TL;DR:
Publishers can’t bypass ad blockers with 100% guarantee, but they can significantly reduce their impact by changing how ads are delivered.
The most effective approach is to move away from browser-level ad delivery that blockers target and rely more on server-side methods (like SSAI for video), native and reader-friendly formats, and first-party ad serving instead of heavily blocklisted networks.
Detecting ad blockers and separating that traffic helps keep reporting clean and sites stable when ads don’t load. In practice, publishers who own their delivery stack and prioritize low-friction formats are more likely to bypass ad blockers.
There is no doubt that publishers lose billions to ad blockers, as many users install them by default to remove ads. As a result, those with advertising-driven monetization models must be revised to protect revenue. Here are five steps you can follow to save your revenue stream.
Ad blocking remains a major revenue challenge for publishers.
According to Cropink report, nearly 43% of internet users worldwide now block ads, and overall ad blocker users reach 912M. In markets like the US, roughly 32% of users block ads, with a trend toward mobile blocking overtaking desktop. Users cite poor online experience, annoying ads, and privacy concerns as primary reasons.
As a result, publishers may face an estimated $54 billion in lost revenue, roughly 8% of global digital ad spend, if ad blockers remain unaddressed.
In this article, we're going to figure out a workaround to protect your yield and see if bypassing ad blocker detection is possible in 2026.
How Do Ad Blocking Browser Extensions Block Ads?
Ad blockers and modern delivery issues mean that a significant share of ads never reach users.
Industry data shows that around one in four digital ads globally are never seen: either because they fail viewability requirements or are blocked before rendering. For most sites, such placement invisibility is just what causes a loss of potential impressions and value for publishers.
Ad-blocking tools exist to reduce intrusive advertising, limit tracking, and protect site visitors from malware. They appear either as:
- Browser-level filtering, e.g., Chrome blocking ads on sites that violate Better Ads Standards;
- Browser extensions, such as AdBlock or AdBlock Plus.
When a website page loads, an ad blocker scans its code based on predefined filter lists, scripts, and user-defined rules. Using these criteria, it prevents certain resources from loading or hides them after the page renders.

**Information shown**
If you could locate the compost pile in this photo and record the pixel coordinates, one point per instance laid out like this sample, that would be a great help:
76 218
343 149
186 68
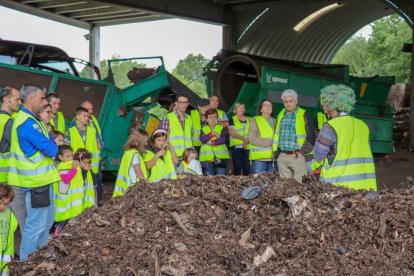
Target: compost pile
202 226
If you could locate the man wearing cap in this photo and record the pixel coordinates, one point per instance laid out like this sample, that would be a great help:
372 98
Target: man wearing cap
179 126
294 138
198 120
342 145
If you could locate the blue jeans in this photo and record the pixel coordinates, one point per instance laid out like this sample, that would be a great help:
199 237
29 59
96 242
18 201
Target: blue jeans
37 226
211 169
263 166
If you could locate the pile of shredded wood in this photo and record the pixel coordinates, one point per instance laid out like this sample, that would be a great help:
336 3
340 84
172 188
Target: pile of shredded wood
202 226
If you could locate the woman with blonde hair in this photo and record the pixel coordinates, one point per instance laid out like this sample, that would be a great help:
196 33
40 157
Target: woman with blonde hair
239 140
132 168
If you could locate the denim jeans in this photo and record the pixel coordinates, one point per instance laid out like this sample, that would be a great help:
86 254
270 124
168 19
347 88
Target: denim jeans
240 158
211 169
38 223
263 166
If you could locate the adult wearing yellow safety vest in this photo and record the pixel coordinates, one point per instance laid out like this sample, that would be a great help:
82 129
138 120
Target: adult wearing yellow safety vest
343 143
10 103
294 138
198 120
57 120
222 116
239 140
32 171
261 132
178 125
132 168
213 153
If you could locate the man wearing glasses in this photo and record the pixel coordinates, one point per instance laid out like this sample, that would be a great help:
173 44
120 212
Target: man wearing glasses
178 125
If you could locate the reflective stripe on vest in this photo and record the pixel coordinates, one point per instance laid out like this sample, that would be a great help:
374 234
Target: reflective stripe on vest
239 129
353 166
300 128
209 152
266 131
76 142
196 130
123 180
163 169
61 124
29 172
179 138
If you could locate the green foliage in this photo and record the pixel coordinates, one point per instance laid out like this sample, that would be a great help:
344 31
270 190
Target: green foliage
380 54
190 72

**The problem**
Extend the article on bypassing ad blockers, starting right after its final sentence about ad blockers preventing resources from loading or hiding them once the page renders.

**Reply**
- Blocking Ads: The primary function of an ad blocker is to ensure uninterrupted browsing. Thus, they are meant to shut down flashy banners, primarily pop-ups, autoplay videos, and interstitials.
- Element Blocking: These browser extensions can also disable particular website elements, such as large media assets or third-party typefaces, from appearing on the page.
- Disabling tracking: Blocks tracking scripts, pixels, and cookies to limit behavioral data collection and guarantee better privacy.
- Domain Blocking: Ad blocking software maintains "blocklists" of specific domains and websites that might contain malware.
Certain ad blockers, most notably Adblock Plus, allow “Acceptable Ads” to be shown to users who opt in, sharing a portion of revenue with the adblock provider.
Publishers facing the low viewability issue due to these browser extensions need monetization approaches that adapt to them, reducing reliance on easily blocked formats while recovering value through alternative delivery methods.
Strategy #1: Adopt Server-Side Ad Insertion
Server-side ad insertion (SSAI) is a technology that displays banners alongside video content and combines them into a single continuous stream at the server level, rather than inserting ads in the browser or video player.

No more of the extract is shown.